▸ Texto fornecido
● ● ● ● ● ● ●
Filhos de pais que bebem demais

Por Adriana Tanese Nogueira

alcool

É fácil apontar o dedo para as drogas, porque logo se pensam nas que são ilícitas. Mas, e o que dizer de uma droga perigosíssima que tem o uso legalizado: o álcool? A droga mais comum, mais usada, a que causa mais mortes no trânsito, a que é promovida por outdoors e comerciais na TV.

O alcoolismo é uma doença séria que engloba aspectos físicos, emocionais, cognitivos e espirituais. Não só, o alcoolismo é uma doença supercontagiosa, sobre a qual a omissão coletiva é quase total. Cabe a cada um de nós tomar consciência da brutalidade do alcoolismo e pararmos de ser cúmplices de seu uso indiscriminado.
● ● ● ● ● ● ●
▸ Conjunto de registros
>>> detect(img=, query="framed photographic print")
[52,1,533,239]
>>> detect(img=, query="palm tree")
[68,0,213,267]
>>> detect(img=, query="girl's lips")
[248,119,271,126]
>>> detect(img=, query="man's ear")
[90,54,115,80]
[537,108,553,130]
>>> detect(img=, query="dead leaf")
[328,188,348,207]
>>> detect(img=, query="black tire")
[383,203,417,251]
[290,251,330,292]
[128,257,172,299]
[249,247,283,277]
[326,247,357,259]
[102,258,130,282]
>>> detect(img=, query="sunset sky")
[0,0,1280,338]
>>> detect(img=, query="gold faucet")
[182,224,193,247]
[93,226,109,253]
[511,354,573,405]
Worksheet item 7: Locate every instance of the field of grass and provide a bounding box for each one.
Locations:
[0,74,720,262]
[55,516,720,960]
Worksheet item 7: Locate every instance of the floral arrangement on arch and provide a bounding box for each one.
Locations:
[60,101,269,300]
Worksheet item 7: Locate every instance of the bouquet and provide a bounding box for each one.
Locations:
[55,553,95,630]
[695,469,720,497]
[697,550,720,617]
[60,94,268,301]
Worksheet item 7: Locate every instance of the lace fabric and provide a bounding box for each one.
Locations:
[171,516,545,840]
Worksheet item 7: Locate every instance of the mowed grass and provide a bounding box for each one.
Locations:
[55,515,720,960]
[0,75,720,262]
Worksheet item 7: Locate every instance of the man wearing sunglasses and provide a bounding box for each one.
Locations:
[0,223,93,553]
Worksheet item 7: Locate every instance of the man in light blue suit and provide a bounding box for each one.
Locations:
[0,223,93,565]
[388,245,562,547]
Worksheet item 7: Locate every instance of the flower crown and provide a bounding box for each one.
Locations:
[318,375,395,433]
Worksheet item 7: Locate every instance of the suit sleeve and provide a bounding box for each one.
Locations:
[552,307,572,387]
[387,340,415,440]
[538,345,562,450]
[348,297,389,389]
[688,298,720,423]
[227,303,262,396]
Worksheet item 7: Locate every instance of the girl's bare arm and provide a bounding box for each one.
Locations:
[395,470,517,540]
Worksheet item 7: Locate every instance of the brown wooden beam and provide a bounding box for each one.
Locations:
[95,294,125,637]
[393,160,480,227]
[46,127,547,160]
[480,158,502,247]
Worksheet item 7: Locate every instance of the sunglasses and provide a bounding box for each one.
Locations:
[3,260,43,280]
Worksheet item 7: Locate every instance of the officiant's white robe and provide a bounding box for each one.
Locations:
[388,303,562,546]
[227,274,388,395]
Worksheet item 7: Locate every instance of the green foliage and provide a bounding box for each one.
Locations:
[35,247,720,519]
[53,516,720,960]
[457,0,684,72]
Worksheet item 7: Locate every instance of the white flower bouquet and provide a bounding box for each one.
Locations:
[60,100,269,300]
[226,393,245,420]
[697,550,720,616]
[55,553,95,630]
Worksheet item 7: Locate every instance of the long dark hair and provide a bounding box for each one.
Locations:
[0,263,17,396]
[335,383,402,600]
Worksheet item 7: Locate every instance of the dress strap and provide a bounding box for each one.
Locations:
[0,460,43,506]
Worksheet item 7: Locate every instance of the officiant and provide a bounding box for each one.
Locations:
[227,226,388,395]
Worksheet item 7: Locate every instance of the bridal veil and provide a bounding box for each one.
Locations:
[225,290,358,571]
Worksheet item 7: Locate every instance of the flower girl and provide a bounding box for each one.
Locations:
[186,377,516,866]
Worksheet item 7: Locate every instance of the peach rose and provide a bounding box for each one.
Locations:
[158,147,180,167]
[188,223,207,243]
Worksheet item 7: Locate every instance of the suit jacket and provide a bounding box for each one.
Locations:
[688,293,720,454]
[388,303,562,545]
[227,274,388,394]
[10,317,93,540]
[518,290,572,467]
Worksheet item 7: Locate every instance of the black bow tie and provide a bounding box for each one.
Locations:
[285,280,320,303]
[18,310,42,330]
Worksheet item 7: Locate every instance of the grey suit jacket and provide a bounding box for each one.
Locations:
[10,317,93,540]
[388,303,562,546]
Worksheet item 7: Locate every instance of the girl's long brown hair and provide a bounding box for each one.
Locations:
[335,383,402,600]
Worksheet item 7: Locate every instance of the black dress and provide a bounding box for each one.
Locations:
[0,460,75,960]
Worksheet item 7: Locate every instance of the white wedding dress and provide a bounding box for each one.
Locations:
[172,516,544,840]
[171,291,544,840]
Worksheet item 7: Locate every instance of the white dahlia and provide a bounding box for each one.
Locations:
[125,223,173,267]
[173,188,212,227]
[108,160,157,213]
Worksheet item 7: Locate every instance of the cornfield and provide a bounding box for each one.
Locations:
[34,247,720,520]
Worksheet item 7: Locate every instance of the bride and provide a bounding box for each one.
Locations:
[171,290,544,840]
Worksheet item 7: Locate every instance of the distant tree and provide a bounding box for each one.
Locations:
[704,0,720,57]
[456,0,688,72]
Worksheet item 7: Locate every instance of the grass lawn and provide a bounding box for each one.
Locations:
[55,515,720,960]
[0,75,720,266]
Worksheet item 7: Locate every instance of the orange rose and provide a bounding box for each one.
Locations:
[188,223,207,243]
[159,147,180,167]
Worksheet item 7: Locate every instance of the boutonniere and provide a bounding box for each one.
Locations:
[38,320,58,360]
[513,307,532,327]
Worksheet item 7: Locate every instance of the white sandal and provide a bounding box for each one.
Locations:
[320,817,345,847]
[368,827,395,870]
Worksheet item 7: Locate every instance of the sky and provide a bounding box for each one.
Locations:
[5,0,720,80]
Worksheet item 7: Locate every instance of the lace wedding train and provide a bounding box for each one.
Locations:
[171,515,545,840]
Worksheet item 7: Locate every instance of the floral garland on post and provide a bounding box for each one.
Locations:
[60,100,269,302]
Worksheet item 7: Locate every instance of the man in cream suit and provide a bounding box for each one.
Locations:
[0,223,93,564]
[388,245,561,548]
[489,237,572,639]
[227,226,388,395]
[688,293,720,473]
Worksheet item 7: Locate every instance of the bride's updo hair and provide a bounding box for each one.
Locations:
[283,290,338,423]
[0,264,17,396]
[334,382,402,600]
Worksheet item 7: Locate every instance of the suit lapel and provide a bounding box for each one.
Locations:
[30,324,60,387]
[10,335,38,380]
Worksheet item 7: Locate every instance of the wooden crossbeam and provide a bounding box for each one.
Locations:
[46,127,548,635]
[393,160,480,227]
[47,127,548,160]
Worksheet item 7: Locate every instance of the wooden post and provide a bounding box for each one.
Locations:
● ● ● ● ● ● ●
▸ Exercícios propostos
A: Segundo o texto sobre alcoolismo, quais aspectos essa doença engloba? Enumere todos.
B: Dê continuidade ao texto sobre alcoolismo a partir da última frase apresentada.

▸ Respostas por exercício
A: Físicos, emocionais, cognitivos e espirituais.

B:
Na Finlândia, uma organização sem fins lucrativos que combate o alcoolismo criou uma campanha impactante. Eles conseguiram chamar a atenção para o problema com essse vídeo, que se chama “Fragile Childhood – Monsters”:

O alcoolismo marca a vida das crianças para sempre. Ter um pai ou uma mãe alcoólatra (ou ambos!) acarreta consequências terríveis que esses mesmos pais evitam enxergar porque a dor da culpa seria insuportável. E essa fuga da própria responsabilidade só promove o próprio alcoolismo. Bebe-se para esquecer, para não pensar, para amenizar a vida.

E o que significa para uma criança? Significa que ela é órfã todas as vezes em que seus pais estão sob o efeito do álcool. Não só órfã como também está em perigo. E quando seus pais não estão alterados, mesmo assim ela não pode estar tranquila porque um alcoólico não é “normal” nunca. O vídeo acima ilustra muito bem essa realidade. Não são necessárias as palavras, basta as expressões perplexas, assustadas e confusas das crianças.

É preciso se colocar no lugar delas. Nascem e não sabem o que é alcoolismo. Só sabem que seus pais são, de vez em quando ou frequentemente, estranhos e assustadores. Mesmo quando um pai quer se mostrar “calmo” para o filho, sua energia, seus gestos, seu jeito, é esquisito, é altamente perturbado e pertubador.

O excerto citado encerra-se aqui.